** begin Stored data **

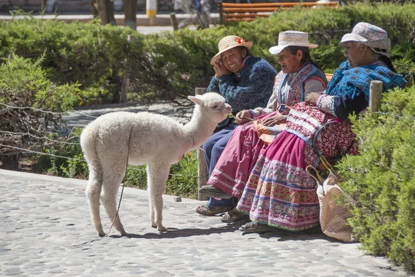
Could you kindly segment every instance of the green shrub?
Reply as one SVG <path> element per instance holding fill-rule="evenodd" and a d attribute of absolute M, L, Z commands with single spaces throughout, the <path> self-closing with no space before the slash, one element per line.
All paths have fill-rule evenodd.
<path fill-rule="evenodd" d="M 387 94 L 378 113 L 354 122 L 361 154 L 339 165 L 356 201 L 350 220 L 370 254 L 415 271 L 415 86 Z"/>
<path fill-rule="evenodd" d="M 77 104 L 77 84 L 57 86 L 40 64 L 12 56 L 0 64 L 0 144 L 43 151 L 65 128 L 62 113 Z M 3 168 L 17 169 L 21 151 L 0 146 Z"/>
<path fill-rule="evenodd" d="M 62 137 L 46 149 L 47 155 L 33 157 L 35 169 L 54 176 L 86 179 L 89 171 L 80 144 L 81 132 L 80 128 L 73 130 L 68 137 Z"/>
<path fill-rule="evenodd" d="M 131 166 L 127 171 L 127 187 L 147 189 L 145 166 Z M 173 164 L 167 180 L 166 193 L 190 198 L 197 198 L 197 155 L 196 151 L 185 154 L 183 159 Z"/>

** end Stored data **

* What the exercise asks
Turn the records above into a numbered list, one line per item, leaving out blank lines and the pictures.

* Exercise response
1. Could you kindly segment every instance of the green shrub?
2. Reply as one SVG <path> element per instance holding fill-rule="evenodd" and a d attribute of absolute M, L, Z commands with single spaces throughout, the <path> self-closing with no space before the slash, one element per line.
3. All paths have fill-rule evenodd.
4. <path fill-rule="evenodd" d="M 387 94 L 378 113 L 354 122 L 361 154 L 339 165 L 356 201 L 350 220 L 370 254 L 415 271 L 415 86 Z"/>
5. <path fill-rule="evenodd" d="M 77 104 L 77 84 L 57 86 L 40 64 L 12 56 L 0 64 L 0 144 L 43 151 L 65 128 L 62 113 Z M 3 168 L 17 169 L 21 151 L 0 146 Z"/>
6. <path fill-rule="evenodd" d="M 62 137 L 46 149 L 47 155 L 33 157 L 35 169 L 54 176 L 86 179 L 89 171 L 80 144 L 81 132 L 80 128 L 73 130 L 68 137 Z"/>
7. <path fill-rule="evenodd" d="M 131 166 L 127 171 L 127 187 L 147 189 L 145 166 Z M 173 164 L 167 180 L 166 193 L 190 198 L 197 198 L 197 155 L 196 151 L 185 154 L 183 159 Z"/>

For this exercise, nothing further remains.